Data shown —
◆ ◆ ◆ ◆

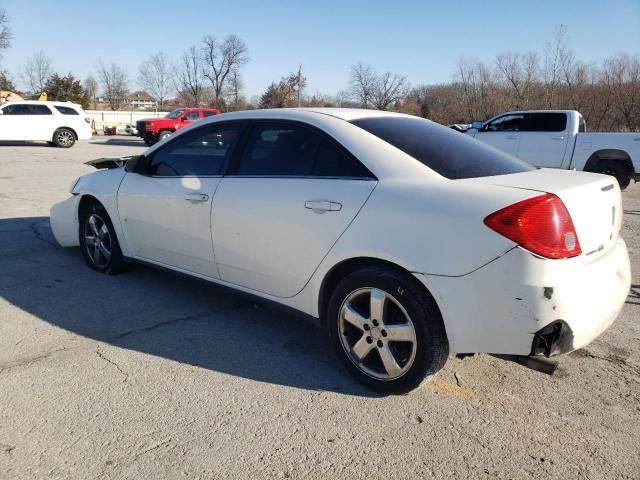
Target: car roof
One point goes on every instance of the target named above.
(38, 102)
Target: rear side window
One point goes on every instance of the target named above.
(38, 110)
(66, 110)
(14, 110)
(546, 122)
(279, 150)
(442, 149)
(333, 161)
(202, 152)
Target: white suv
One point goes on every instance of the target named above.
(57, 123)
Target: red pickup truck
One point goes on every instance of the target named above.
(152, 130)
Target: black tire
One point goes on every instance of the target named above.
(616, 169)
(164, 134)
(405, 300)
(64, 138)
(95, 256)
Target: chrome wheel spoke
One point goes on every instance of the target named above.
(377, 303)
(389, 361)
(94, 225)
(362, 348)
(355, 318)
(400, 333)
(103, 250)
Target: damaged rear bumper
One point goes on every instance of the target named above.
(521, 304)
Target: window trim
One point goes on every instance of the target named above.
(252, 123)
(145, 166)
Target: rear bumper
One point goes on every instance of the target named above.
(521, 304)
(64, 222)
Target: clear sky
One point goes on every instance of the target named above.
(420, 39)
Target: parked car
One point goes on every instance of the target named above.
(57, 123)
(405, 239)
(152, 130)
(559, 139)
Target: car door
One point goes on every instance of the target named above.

◆ ◆ ◆ ◆

Task — In the listing above, count every line that holds "window". Give only the number.

Task answer — 2